* [What to produce] Go over the records and copy every line with the string "range".

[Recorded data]
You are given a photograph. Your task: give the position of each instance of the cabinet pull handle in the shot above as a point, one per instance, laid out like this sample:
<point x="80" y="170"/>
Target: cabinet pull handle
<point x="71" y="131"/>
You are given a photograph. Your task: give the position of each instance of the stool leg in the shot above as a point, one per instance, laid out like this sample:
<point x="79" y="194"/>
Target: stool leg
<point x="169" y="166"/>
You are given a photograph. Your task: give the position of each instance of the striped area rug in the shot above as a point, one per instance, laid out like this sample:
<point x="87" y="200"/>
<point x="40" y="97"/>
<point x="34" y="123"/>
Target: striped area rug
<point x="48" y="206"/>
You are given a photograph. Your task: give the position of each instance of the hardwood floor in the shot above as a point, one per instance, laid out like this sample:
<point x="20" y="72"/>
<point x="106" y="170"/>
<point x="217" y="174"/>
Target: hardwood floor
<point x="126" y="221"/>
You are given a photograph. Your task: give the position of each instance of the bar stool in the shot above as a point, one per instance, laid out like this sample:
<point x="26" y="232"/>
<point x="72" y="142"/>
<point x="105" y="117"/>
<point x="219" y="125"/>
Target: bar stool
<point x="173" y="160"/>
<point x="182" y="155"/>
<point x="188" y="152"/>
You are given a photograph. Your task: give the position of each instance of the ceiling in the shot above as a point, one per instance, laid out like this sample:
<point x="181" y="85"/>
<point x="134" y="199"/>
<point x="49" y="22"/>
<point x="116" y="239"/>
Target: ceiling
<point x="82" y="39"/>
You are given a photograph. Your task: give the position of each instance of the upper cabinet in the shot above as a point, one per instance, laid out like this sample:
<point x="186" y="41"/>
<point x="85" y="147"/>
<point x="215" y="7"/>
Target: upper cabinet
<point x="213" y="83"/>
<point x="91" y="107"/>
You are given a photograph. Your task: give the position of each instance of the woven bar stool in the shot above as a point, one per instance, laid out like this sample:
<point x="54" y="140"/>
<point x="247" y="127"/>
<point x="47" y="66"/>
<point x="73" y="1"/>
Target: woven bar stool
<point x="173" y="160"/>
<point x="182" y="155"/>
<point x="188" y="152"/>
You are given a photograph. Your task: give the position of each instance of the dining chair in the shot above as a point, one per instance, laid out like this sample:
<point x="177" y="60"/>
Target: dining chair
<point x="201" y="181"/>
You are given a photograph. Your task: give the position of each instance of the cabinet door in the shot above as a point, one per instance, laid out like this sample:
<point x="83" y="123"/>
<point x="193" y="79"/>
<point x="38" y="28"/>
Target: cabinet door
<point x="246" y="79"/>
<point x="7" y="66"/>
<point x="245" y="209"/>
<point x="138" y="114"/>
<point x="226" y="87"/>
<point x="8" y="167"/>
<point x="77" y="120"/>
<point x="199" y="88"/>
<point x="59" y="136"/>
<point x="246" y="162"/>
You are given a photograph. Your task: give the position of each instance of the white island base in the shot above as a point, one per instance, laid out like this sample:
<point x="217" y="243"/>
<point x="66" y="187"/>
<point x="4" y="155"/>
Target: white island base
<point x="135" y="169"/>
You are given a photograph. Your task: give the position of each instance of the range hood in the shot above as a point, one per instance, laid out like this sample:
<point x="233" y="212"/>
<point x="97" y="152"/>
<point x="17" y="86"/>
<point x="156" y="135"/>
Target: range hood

* [Exercise answer]
You are given a photograph. Your task: give the position of each instance of the range hood in the shot above as a point, one per instance, laid out like this sample:
Target: range hood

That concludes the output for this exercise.